Reproduce the data below word for word, leaving out the pictures.

[Point placement data]
§

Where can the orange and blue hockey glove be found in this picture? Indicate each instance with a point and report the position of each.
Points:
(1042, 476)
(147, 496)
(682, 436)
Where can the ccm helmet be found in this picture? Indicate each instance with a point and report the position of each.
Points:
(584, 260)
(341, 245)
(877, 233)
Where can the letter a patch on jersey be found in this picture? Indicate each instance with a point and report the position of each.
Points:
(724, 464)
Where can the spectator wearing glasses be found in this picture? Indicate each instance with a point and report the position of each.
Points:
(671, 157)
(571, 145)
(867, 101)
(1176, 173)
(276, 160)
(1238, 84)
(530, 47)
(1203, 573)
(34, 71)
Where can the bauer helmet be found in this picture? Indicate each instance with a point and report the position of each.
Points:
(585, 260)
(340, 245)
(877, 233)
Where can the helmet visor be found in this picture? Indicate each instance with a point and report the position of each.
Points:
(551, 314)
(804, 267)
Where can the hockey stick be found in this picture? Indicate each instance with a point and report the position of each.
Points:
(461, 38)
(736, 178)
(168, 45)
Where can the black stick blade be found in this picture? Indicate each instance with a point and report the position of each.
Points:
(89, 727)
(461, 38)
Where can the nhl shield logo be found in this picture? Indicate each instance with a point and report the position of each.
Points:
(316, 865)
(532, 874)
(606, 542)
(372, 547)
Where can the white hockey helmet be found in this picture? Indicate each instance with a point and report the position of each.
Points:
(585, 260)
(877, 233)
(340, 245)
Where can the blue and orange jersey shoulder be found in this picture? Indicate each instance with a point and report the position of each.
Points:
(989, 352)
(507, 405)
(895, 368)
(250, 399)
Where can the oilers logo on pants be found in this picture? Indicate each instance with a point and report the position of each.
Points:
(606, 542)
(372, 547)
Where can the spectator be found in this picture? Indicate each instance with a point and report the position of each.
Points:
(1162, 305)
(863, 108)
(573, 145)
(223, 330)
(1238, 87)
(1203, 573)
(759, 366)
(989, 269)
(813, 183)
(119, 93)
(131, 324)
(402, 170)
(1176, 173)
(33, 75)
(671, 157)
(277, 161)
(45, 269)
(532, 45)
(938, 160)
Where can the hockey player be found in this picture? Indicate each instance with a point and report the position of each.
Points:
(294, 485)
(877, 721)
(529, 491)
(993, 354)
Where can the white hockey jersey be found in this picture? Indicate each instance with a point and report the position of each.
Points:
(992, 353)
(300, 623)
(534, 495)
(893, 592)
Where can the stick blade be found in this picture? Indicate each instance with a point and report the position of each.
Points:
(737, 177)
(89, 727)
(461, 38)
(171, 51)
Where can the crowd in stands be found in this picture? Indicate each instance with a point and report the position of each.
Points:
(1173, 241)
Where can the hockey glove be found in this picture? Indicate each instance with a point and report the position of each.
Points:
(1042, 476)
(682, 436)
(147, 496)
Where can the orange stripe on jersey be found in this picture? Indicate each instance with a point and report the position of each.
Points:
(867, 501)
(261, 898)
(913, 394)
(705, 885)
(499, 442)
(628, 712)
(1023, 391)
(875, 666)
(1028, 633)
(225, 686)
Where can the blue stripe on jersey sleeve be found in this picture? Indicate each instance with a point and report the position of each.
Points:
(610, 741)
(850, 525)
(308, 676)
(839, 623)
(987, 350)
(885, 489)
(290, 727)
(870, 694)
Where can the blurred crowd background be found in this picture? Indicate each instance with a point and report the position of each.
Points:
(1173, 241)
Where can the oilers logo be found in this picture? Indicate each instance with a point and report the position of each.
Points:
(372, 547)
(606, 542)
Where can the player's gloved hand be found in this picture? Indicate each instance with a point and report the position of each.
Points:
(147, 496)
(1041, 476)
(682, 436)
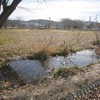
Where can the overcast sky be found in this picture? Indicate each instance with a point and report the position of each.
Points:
(57, 9)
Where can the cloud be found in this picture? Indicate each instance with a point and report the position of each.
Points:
(57, 9)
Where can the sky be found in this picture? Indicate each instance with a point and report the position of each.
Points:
(57, 9)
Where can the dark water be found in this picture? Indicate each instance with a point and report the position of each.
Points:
(32, 70)
(81, 58)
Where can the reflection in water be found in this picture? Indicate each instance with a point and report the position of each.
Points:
(32, 70)
(81, 58)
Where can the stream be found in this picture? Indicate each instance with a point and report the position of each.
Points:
(34, 70)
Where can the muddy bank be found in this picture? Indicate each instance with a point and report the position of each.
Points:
(53, 89)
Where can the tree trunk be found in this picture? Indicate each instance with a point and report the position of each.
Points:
(8, 11)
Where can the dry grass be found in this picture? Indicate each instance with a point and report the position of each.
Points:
(27, 42)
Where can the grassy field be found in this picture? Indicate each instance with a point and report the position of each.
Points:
(24, 42)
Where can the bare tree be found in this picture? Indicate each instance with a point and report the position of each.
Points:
(7, 9)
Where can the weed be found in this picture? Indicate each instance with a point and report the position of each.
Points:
(41, 56)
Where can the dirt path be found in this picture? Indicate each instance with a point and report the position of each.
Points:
(52, 89)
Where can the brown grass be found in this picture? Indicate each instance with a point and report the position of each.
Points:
(27, 42)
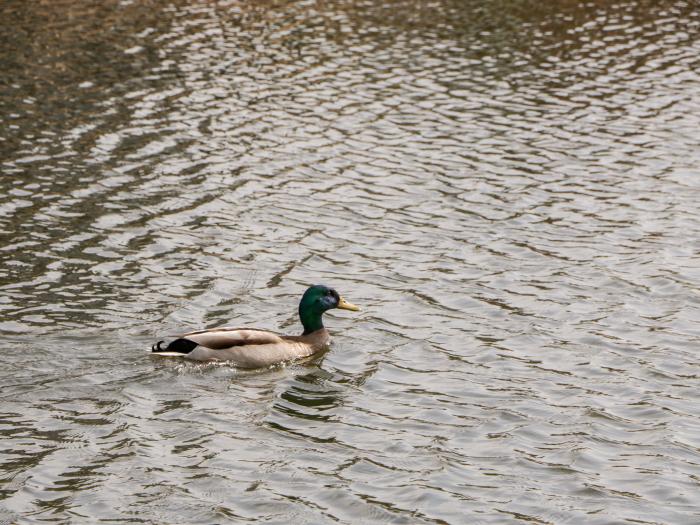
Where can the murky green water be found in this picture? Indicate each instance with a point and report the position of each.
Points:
(510, 189)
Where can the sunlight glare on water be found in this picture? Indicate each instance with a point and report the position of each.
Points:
(508, 189)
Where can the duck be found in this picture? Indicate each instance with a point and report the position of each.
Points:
(256, 348)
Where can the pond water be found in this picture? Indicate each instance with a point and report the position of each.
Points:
(508, 188)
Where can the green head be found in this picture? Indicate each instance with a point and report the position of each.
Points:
(317, 300)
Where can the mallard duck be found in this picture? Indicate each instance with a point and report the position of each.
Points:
(253, 348)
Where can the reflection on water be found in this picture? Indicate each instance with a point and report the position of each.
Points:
(508, 189)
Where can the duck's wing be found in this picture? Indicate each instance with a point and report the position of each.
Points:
(221, 338)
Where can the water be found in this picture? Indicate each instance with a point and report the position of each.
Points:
(508, 189)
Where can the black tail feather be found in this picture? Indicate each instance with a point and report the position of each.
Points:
(181, 346)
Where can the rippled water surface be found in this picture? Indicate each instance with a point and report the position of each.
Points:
(508, 188)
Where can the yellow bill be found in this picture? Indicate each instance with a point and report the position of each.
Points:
(344, 305)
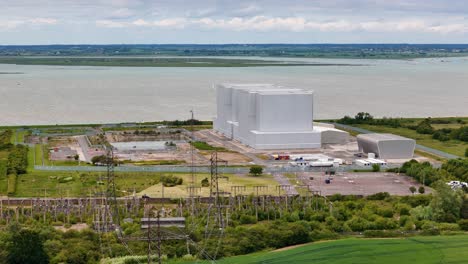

§

RESPONSE TO THE EXERCISE -
Where can the orange and blue hockey glove be found in this picture? Indicate each instance with a point and report the position of each.
Points:
(1042, 476)
(147, 496)
(682, 436)
Where can the ccm helmet be found in this picture? Indicate each instance with a point and report the position of each.
Points:
(584, 260)
(341, 245)
(877, 233)
Where can the letter a patch on jersey be found in this picture? Indicate each instance with a point and report the position of each.
Points:
(724, 464)
Where can the spectator wearing glasses be found in this picture? Indicate each instance with a point and report the position of each.
Points:
(671, 157)
(571, 145)
(867, 101)
(1176, 173)
(276, 160)
(1238, 84)
(530, 47)
(1203, 573)
(34, 71)
Where can the bauer helmet be found in this picture? Indicate each instance with a point and report the position of each.
Points:
(585, 260)
(340, 245)
(877, 233)
Where can the helmet visor be found in this picture? Indicate each instance with a point and report the position of each.
Points:
(551, 314)
(804, 267)
Where can the hockey stick be found in this picture? Indicate each instance with a point and report the position of each.
Points:
(461, 38)
(736, 178)
(168, 45)
Where can the black stick blade be found in this picture? Indicate each instance with a point and report the position of each.
Points:
(89, 727)
(461, 38)
Where can the nhl shield logo be found in this picture? Indicate each instance with a point and report the position of each.
Points:
(316, 865)
(532, 874)
(606, 542)
(372, 547)
Where can the white hockey helmet be found in this picture? Indicate each instance with a point and report the position of each.
Points:
(585, 260)
(877, 233)
(340, 245)
Where can the blue and orange jersey shoulder be found in this picture? Indicate each instance with a point and report the position of each.
Points:
(989, 352)
(507, 405)
(895, 368)
(250, 399)
Where can the oilers logo on pants be found in this picture? Indicate each instance with a point and report the position of each.
Points:
(606, 542)
(372, 547)
Where can the spectator be found in this picture? Indicate each instance with a point and report the position of each.
Points:
(1162, 305)
(863, 108)
(573, 145)
(223, 330)
(1238, 87)
(1203, 573)
(759, 366)
(989, 269)
(813, 183)
(119, 93)
(131, 324)
(402, 170)
(1176, 173)
(33, 75)
(671, 157)
(277, 161)
(45, 269)
(532, 45)
(938, 160)
Where can the hockey player be found in this picture? Indicate each instance with a point and report the position of each.
Points:
(294, 485)
(877, 721)
(529, 491)
(993, 354)
Where can the white hockey jersey be found in this picture? Indicate each instance with a point and report the position of each.
Points:
(992, 353)
(300, 623)
(534, 495)
(893, 592)
Where can the stick blade be found in this picture? Indicate each instance with a point and report the position of each.
Points:
(737, 177)
(89, 727)
(461, 38)
(171, 51)
Where can the crowd in stands be found in this picture? Indicate each instance with a point and report the position of each.
Points:
(1173, 241)
Where can the hockey glove be found in this picture? Indicate each instance with a point and report the position of each.
Points:
(1042, 476)
(682, 436)
(147, 496)
Where can the orange stripe on jersey be found in this picture? Indicate each instance with a point and report the position of each.
Points:
(867, 501)
(261, 898)
(913, 394)
(705, 885)
(499, 442)
(628, 712)
(1023, 391)
(875, 666)
(1028, 633)
(225, 686)
Where can the blue stripe on jersey sleeve be found in this picture? Indicate each instance with a point and report the position of each.
Points:
(610, 741)
(850, 525)
(308, 676)
(839, 623)
(987, 350)
(885, 489)
(290, 727)
(870, 694)
Where can the blurred crowd background be found in this picture? Indicate each instance with a point and report the position of each.
Points:
(1173, 241)
Where can the oilers logo be found in this picture? Indicate each instance with a point and report the position of each.
Points:
(372, 547)
(606, 542)
Where can the player's gloved hand be found in this picture? Indicate each instance with a point and report the position of each.
Points:
(147, 496)
(1041, 476)
(682, 436)
Where can the overcast sky be found in this picture? Indicate each instance with a point and report the position of each.
Points:
(57, 9)
Where can the cloud be found in this picture? Indicate each instance with a point and report the position of each.
Points:
(57, 9)
Where can the sky be found in this picture? Indicate each instance with a point and report the position of each.
Points:
(57, 9)
Where can the dark water be found in this picture? Indicate each instance with a point and report the position of each.
Points:
(32, 70)
(81, 58)
Where can the reflection in water be found in this picture? Indicate each instance with a point and report the position of each.
Points:
(32, 70)
(81, 58)
Where can the stream be found in this picture? Indicate each instance with a point and report the position of each.
Points:
(34, 70)
Where can the muddy bank be found in this picture? Indicate each instance with a point and report the position of each.
Points:
(53, 89)
Where can the tree trunk be found in this picture? Indicate each instance with a point and report the position of each.
Points:
(8, 11)
Where can the dry grass be found in this picture? Indicate each instance with a point and report the position of each.
Points:
(27, 42)
Where can the grassy field be found in this picture? Indicate each instance with a point and report the position of each.
Points:
(24, 42)
Where can the bare tree be found in this picture? Indicate each instance with a point and report the position of each.
Points:
(7, 9)
Where can the weed be found in this picture? Indicate each instance with a point and report the position of each.
Points:
(41, 56)
Where can the dirt path be found in this picture? Indicate each instance with a point and report the position of each.
Points:
(52, 89)
Where can the brown grass be found in this picture? Indicate each instance with a point and report the position of each.
Points:
(27, 42)
Where can the murky green water be found in this picture? Indicate each instance with a point and report the position of each.
Points:
(510, 189)
Where can the sunlight glare on water be found in this picture? Indicate each instance with a point and report the position of each.
Points:
(508, 189)
Where can the duck be found in this picture? Indicate each instance with a point and report the position of each.
Points:
(256, 348)
Where can the pond water be found in this picture? Indicate each instance with a point and report the position of each.
Points:
(508, 188)
Where can the green head be found in this picture? Indicate each instance with a point and report the position of each.
Points:
(317, 300)
Where can the mallard duck be found in this picture? Indicate each instance with a point and report the position of each.
Points:
(253, 348)
Where can the reflection on water be found in this picture? Indicate each instance with a point and report the position of each.
Points:
(508, 189)
Where can the duck's wing be found in this picture? Indicate each instance with a point and report the position of each.
Points:
(221, 338)
Where can the water be found in this picture? Indicate each instance with a point and report the position of each.
Points:
(508, 189)
Where can the black tail feather be found in this picture? Indicate each instance with a point and report the position of each.
Points:
(181, 346)
Where can the rippled water surface be found in this picture? Indicate each instance with a point and report the position of each.
Points:
(508, 188)
Where can the yellow bill be found in this picture? Indicate each instance with a point and report the position of each.
Points:
(344, 305)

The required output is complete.